[AIM 1]: Update the part of the passage on nudging starting at "While most of" and ending at "to be careful." by putting "lawmakers" in place of "politicians", and write out that whole part.

[READING TEXT]:
========

Of course, what the government considers worthwhile may not be what the citizenry considers beneficial – or a proper activity for government. Efforts to push better eating behaviours, reduce energy consumption and cut down on smoking or texting-and-driving have mostly been accepted. But other activities might be frowned upon, particularly if we look at how authoritarian countries nudge-control their people.

While most of the concerns with this activity have been about effectiveness, Cass Sunstein, a professor at Harvard University and leading light in the nudge movement, focuses in his recent book on the ethical ramifications.

He notes that nudges and arranging choices for people – choice architecture, as it is known – to increase the likelihood of the favoured option are a way of life, given social norms and modern communications. But when politicians are involved, acting through government, they need to be careful.

"We can object to particular nudges and particular goals of particular choice architects but not to nudging in general," he writes in The Ethics of Influence.

========

[DATA ROWS]:
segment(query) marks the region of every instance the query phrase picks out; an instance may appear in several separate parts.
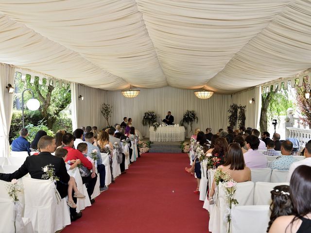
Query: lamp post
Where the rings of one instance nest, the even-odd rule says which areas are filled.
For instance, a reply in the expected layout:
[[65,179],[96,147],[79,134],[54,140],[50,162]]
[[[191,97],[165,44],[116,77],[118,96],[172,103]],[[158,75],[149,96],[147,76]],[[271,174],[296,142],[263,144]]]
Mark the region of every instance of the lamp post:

========

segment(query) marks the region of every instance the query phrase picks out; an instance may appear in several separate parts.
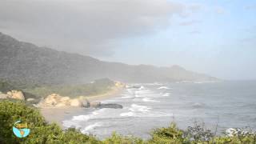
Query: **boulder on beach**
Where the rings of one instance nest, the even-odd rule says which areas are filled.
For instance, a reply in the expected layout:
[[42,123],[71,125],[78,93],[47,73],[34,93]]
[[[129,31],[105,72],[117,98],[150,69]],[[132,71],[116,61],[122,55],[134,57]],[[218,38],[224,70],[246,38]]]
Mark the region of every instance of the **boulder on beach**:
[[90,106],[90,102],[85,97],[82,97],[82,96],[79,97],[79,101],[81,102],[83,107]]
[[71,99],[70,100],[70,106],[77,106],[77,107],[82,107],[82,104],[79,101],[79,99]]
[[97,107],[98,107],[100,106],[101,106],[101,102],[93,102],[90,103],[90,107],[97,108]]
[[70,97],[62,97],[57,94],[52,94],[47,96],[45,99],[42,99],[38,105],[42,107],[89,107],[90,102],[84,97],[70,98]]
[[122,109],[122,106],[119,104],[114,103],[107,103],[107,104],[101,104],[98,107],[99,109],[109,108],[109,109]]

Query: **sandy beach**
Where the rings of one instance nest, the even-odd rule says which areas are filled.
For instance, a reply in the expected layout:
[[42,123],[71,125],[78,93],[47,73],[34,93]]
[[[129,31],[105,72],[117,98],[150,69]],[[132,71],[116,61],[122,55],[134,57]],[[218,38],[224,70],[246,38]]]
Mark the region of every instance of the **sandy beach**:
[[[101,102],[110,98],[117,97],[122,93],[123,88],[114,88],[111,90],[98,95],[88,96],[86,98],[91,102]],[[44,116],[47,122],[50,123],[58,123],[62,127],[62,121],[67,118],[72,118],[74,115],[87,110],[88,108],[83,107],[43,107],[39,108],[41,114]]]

========

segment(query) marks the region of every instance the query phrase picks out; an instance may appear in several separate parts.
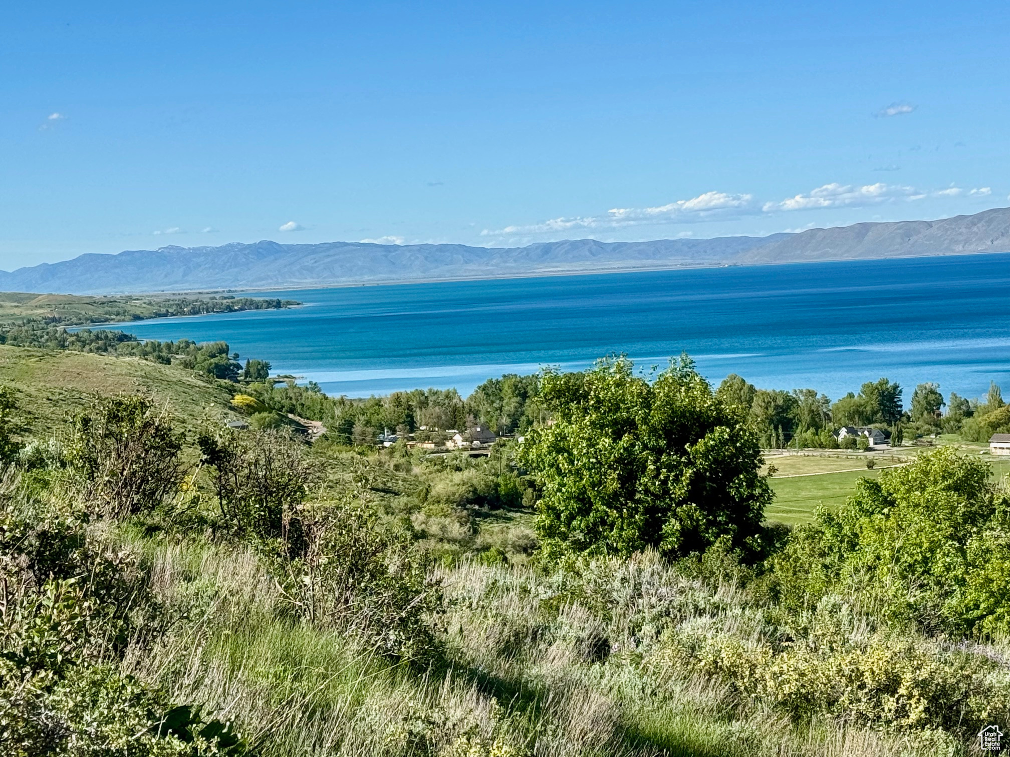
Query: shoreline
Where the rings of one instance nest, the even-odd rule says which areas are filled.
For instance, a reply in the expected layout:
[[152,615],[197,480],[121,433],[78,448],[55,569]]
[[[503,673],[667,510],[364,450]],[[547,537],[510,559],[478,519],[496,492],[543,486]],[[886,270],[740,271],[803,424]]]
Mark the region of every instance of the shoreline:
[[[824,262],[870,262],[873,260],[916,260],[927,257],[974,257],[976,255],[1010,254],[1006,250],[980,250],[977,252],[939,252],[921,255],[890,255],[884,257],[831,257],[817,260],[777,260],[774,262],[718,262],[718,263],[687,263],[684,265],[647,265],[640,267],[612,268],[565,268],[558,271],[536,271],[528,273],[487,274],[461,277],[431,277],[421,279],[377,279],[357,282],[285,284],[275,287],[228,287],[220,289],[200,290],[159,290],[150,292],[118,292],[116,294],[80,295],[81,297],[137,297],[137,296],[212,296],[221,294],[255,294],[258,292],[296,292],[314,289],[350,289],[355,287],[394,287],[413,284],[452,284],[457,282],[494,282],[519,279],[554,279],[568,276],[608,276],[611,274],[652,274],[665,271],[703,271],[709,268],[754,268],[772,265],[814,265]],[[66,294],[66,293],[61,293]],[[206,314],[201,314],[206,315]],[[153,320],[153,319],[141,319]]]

========

[AIM 2]: Pick out every line of the records that contains the word "post" and copy each of those lines.

[EXPECTED ANSWER 1]:
While most of the concerns with this activity have been about effectiveness, Cass Sunstein, a professor at Harvard University and leading light in the nudge movement, focuses in his recent book on the ethical ramifications.

He notes that nudges and arranging choices for people – choice architecture, as it is known – to increase the likelihood of the favoured option are a way of life, given social norms and modern communications. But when lawmakers are involved, acting through government, they need to be careful.

[EXPECTED ANSWER 2]:
Query: lamp post
Mark the region of every instance of the lamp post:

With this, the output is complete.